# Provided text
————————

Some of the more interesting cases of duplication led to questions sent directly to authors of the original journal articles, authors of the duplicate journal articles, and editors of the earlier and later journals. While there were a variety of responses given, journal editors showed the most concern, with over 50% of the cases leading to some form of apology or sanction. (Long, 2009).

As the data from eTBLAST and Deja Vu proved to become important in studying the ethics of scientific publications, the shortcomings of eTBLAST were also discussed and improved upon. When only comparing abstracts, eTBLAST has a low sensitivity and is somewhat slow. Errami et al. (2010) suggest that using shorter statistically improbably phrases (SIP's) of the abstract in the search will give better results, will be faster and runs on less CPU than the abstract as a whole.

A study in press has looked further into the premise of comparing abstracts to predict full text similarity. Garner et al. (2010) propose that when abstracts are compared in eTBLAST there is a specificity of 20.1% to predict the full text similarity. The study also broke down articles into sections (introduction, methods, results, etc.) and compared the similarity of each section vs. the similarity of the abstract. The study reported that a similar results section would be the best indicator of duplicate publications, while the methods section of a paper is the most commonly reused.

————————

# Dataset entries
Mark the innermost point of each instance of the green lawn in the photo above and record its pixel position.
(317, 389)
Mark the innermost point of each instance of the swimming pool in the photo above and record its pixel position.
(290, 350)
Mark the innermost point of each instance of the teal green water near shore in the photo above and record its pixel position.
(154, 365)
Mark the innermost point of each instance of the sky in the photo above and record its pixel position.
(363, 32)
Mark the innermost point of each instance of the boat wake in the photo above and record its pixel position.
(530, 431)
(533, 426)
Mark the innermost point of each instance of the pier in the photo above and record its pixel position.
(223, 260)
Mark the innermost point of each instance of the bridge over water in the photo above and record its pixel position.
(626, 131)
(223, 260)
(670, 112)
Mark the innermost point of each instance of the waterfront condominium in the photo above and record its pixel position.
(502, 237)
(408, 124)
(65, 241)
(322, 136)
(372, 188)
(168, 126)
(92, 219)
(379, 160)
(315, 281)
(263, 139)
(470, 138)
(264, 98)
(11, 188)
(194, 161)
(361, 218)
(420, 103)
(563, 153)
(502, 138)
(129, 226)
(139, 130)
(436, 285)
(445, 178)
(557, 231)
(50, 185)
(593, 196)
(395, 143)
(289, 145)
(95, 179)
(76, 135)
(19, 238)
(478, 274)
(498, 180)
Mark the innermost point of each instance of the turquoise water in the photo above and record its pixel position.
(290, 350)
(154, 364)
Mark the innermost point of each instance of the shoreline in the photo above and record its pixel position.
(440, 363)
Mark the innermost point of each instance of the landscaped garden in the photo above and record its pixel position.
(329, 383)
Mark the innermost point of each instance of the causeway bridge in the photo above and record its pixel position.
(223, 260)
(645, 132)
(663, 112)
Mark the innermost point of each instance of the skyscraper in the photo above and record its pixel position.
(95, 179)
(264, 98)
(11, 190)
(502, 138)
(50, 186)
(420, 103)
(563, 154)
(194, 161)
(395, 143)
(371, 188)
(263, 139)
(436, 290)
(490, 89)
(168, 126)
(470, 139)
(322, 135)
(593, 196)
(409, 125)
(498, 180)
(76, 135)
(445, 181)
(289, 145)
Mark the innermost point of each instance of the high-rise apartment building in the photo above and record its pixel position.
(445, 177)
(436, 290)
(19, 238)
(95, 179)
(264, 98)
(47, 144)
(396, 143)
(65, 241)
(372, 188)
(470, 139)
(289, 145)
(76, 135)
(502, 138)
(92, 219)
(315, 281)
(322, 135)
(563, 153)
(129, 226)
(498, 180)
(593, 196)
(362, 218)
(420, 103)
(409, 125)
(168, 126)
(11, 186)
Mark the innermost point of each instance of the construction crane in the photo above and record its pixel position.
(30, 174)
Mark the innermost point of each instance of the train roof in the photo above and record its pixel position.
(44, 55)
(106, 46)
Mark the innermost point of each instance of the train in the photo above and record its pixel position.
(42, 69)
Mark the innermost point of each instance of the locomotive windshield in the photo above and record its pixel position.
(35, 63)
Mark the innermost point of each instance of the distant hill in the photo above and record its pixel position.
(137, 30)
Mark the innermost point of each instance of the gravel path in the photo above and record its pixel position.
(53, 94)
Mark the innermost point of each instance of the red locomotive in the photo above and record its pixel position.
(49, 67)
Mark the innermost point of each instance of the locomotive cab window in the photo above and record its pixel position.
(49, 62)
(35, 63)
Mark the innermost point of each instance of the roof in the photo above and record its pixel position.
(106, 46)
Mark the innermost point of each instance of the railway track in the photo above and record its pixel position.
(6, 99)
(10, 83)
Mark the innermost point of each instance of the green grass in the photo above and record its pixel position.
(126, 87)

————————

# Explore the material
1. Answer these questions from the duplicate-publication text:
(a) In what percentage of cases did journal editors' responses lead to some form of apology or sanction?
(b) What two shortcomings does eTBLAST have when only comparing abstracts?
(c) What specificity do Garner et al. (2010) report for predicting full text similarity when abstracts are compared in eTBLAST?
2. Turn the paragraph of the duplicate-publication text beginning "A study in press" into a short bulleted list that keeps its main facts.
3. Reproduce the part of the duplicate-publication text that opens with the words containing "A study in press" and closes with "most commonly reused.".
The rows have no connection to the duplicate-publication text.

# Answer section
1.
(a) Over 50% of the cases.
(b) It has a low sensitivity and is somewhat slow.
(c) A specificity of 20.1%.

2.
- A study in press examined whether comparing abstracts can predict full text similarity.
- Garner et al. (2010) report a specificity of 20.1% for predicting full text similarity when abstracts are compared in eTBLAST.
- The study broke articles into sections (introduction, methods, results, etc.) and compared each section's similarity with that of the abstract.
- A similar results section was the best indicator of duplicate publications.
- The methods section is the most commonly reused.

3.
A study in press has looked further into the premise of comparing abstracts to predict full text similarity. Garner et al. (2010) propose that when abstracts are compared in eTBLAST there is a specificity of 20.1% to predict the full text similarity. The study also broke down articles into sections (introduction, methods, results, etc.) and compared the similarity of each section vs. the similarity of the abstract. The study reported that a similar results section would be the best indicator of duplicate publications, while the methods section of a paper is the most commonly reused.